[Point labeling dataset excerpts]

+ + + +

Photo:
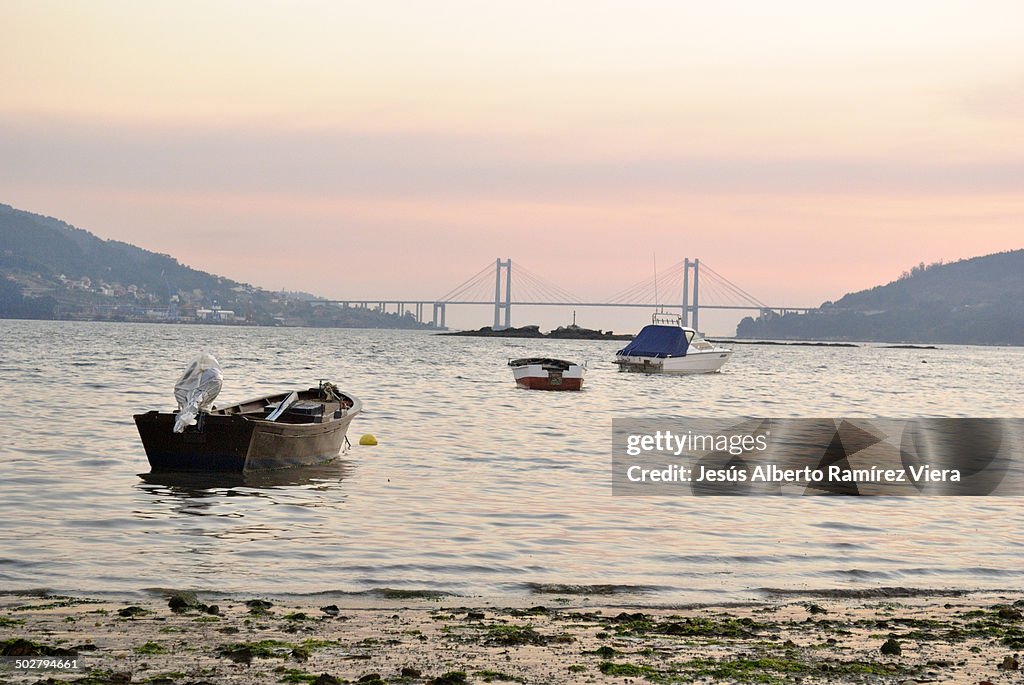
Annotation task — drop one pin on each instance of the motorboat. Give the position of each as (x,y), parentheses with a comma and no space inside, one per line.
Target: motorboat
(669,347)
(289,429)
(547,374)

+ + + +

Update the records above by replacing "motorboat" with "speedboat" wherever it appears, changing nothing else, and leave the pictures out of your answer.

_TASK ANSWER_:
Photo:
Annotation task — drop one pin on each instance of the speedboat. Give the position of each as (x,y), parentheses with a comma and no space inside, one per line.
Target: speedboat
(669,347)
(289,429)
(547,374)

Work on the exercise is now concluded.